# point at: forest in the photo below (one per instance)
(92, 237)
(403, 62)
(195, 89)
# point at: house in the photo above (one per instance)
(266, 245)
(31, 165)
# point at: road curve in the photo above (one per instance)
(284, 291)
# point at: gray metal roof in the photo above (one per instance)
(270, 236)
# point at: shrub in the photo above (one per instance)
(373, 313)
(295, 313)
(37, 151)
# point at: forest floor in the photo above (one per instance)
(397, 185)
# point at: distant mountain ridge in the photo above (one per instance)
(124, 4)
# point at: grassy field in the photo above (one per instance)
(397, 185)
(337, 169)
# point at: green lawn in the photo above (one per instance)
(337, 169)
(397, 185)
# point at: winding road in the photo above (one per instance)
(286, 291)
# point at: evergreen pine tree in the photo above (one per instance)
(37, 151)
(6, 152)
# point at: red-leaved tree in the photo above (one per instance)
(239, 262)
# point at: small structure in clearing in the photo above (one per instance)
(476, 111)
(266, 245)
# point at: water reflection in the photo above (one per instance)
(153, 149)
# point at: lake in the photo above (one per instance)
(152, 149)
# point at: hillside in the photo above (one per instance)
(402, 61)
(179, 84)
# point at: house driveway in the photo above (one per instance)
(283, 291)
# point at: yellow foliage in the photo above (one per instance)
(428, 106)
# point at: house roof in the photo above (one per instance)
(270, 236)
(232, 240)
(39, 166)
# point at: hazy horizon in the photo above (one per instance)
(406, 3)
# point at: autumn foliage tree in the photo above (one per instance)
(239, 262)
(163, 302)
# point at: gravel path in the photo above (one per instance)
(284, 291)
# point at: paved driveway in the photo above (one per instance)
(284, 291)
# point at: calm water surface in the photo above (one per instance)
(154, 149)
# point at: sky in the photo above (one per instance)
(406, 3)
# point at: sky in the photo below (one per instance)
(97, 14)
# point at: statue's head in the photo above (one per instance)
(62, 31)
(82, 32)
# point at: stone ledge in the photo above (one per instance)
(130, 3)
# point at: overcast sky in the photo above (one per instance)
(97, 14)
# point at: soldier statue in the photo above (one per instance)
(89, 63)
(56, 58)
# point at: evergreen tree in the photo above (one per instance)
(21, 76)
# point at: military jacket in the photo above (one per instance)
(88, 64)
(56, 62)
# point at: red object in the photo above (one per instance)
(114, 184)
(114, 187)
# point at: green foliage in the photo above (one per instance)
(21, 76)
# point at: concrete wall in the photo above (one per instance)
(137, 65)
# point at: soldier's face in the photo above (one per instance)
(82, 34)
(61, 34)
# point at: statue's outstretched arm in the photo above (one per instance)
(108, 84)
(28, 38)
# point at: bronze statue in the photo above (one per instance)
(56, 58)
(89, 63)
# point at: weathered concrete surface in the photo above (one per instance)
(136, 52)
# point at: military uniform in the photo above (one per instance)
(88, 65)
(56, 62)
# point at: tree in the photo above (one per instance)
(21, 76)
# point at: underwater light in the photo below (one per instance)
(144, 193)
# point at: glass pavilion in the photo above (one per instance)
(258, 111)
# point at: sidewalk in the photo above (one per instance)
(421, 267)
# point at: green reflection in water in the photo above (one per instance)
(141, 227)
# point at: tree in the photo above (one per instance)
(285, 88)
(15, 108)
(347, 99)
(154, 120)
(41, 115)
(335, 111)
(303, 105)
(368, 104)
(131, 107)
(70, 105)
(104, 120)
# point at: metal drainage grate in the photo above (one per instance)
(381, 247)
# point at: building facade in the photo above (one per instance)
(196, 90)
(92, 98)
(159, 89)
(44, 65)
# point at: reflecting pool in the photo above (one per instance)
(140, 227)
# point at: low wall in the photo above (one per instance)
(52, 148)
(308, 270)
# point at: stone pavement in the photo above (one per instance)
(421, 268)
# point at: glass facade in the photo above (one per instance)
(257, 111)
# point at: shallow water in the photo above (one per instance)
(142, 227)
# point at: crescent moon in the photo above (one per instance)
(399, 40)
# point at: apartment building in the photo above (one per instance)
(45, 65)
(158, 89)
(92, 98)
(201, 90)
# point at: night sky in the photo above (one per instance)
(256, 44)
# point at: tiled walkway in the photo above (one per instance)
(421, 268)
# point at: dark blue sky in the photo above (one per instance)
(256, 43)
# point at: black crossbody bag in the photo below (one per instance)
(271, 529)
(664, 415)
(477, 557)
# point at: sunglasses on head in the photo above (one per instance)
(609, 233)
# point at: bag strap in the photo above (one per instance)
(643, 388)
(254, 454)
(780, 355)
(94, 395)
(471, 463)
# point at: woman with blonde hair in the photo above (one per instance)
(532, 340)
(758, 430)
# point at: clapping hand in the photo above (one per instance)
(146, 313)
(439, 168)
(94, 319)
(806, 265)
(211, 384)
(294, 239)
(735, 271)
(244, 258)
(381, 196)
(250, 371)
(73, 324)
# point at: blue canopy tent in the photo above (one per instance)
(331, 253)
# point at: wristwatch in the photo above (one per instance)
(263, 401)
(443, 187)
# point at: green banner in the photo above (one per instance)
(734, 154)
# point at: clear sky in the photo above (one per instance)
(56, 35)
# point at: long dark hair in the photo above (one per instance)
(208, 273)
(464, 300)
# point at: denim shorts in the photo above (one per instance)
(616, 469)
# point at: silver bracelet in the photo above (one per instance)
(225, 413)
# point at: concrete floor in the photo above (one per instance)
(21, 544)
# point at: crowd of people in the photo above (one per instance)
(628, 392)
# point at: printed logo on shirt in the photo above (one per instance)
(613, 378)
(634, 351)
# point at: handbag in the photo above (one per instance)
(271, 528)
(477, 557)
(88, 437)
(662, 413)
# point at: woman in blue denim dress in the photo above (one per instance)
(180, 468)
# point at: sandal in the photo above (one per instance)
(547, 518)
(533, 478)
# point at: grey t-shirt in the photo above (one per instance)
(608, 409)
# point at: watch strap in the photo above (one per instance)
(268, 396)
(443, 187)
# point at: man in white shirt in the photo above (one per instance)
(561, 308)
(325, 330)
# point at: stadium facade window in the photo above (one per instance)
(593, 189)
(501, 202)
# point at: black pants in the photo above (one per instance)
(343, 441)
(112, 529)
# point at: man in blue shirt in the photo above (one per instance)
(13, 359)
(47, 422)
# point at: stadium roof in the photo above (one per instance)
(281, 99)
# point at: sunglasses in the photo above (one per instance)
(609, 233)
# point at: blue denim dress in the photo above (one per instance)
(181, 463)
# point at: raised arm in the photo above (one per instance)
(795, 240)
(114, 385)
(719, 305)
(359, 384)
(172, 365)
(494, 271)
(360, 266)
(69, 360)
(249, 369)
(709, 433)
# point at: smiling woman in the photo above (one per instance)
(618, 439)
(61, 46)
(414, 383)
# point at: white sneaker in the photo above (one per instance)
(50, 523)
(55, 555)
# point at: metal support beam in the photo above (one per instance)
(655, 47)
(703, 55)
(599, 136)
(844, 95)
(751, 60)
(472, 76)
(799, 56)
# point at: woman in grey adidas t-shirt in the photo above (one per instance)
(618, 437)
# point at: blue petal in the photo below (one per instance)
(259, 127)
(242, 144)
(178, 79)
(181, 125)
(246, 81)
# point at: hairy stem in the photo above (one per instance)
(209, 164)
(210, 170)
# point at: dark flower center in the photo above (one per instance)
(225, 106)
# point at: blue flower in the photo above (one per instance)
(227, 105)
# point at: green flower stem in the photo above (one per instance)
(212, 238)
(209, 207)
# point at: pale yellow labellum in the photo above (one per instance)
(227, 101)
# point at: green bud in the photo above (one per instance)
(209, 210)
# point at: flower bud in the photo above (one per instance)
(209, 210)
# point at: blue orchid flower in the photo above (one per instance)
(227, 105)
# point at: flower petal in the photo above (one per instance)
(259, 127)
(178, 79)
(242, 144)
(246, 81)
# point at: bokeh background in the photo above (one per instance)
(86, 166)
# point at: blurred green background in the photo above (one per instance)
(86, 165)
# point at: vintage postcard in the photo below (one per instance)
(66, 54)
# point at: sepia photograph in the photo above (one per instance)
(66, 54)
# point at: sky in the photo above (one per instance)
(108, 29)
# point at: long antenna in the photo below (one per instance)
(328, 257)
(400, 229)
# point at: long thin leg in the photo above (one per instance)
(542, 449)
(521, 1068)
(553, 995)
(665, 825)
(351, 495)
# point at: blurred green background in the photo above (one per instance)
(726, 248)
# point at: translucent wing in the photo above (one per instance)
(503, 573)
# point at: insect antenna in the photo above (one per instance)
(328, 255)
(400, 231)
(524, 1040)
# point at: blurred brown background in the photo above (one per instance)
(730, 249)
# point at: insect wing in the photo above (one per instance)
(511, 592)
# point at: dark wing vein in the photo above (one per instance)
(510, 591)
+-------+
**What the exercise asks:** Write out again only the lines from the one with "# point at: vintage" through the last line of the records above. Keep every word as it stands.

**Response:**
# point at: vintage postcard in the photo below (one per instance)
(66, 54)
# point at: sepia photograph in the photo above (one per instance)
(66, 54)
# point at: sky in the photo above (one per instance)
(108, 29)
# point at: long antenna in the photo below (one per instance)
(328, 257)
(400, 229)
# point at: long thin leg in the photo above (one per instance)
(542, 449)
(521, 1068)
(553, 995)
(665, 825)
(351, 495)
# point at: blurred green background in the photo above (one per instance)
(726, 248)
# point at: translucent wing in the photo above (one per instance)
(503, 573)
# point at: insect antenna in the photo above (one per instance)
(328, 255)
(400, 231)
(524, 1040)
# point at: blurred brown background in the photo above (one per instance)
(730, 249)
# point at: insect wing in the photo above (one per instance)
(511, 592)
# point at: dark wing vein in the photo above (one per instance)
(510, 591)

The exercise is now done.